▶ [RECORDS SHOWN]:
[BEGIN]

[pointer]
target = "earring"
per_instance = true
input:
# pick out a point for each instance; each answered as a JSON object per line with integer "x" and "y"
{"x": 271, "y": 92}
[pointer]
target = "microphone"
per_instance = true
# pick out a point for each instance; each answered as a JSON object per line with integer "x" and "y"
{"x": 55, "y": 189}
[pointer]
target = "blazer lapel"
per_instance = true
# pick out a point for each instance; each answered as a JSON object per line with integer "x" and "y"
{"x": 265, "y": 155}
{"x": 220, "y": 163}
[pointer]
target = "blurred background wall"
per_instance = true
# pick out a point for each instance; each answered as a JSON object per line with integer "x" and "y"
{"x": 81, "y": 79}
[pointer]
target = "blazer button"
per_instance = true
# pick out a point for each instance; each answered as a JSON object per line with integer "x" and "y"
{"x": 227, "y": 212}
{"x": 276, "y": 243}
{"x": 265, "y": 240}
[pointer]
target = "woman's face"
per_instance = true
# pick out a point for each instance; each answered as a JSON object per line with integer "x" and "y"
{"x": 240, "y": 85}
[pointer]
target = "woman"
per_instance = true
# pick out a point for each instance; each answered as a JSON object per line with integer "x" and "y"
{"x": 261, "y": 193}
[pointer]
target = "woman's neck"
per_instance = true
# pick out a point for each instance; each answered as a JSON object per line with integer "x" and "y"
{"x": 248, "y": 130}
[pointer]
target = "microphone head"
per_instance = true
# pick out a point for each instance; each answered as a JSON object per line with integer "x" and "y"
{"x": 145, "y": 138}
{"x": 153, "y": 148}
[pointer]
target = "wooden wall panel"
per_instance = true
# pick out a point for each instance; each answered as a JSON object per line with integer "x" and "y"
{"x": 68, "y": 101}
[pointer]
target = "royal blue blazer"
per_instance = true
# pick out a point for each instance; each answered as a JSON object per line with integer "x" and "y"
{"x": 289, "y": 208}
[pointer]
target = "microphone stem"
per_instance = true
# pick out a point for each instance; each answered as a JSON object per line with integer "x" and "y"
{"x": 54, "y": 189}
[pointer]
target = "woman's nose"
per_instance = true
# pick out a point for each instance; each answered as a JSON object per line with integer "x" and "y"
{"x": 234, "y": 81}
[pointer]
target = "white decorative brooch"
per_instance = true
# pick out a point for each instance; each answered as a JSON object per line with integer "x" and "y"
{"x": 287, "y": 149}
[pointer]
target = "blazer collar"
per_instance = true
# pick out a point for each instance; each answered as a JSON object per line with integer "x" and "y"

[END]

List each line in the entries above that contains the word "microphone", matching case exactly.

▶ [RESPONSE TO THE EXERCISE]:
target = "microphone"
target = "microphone head"
target = "microphone stem"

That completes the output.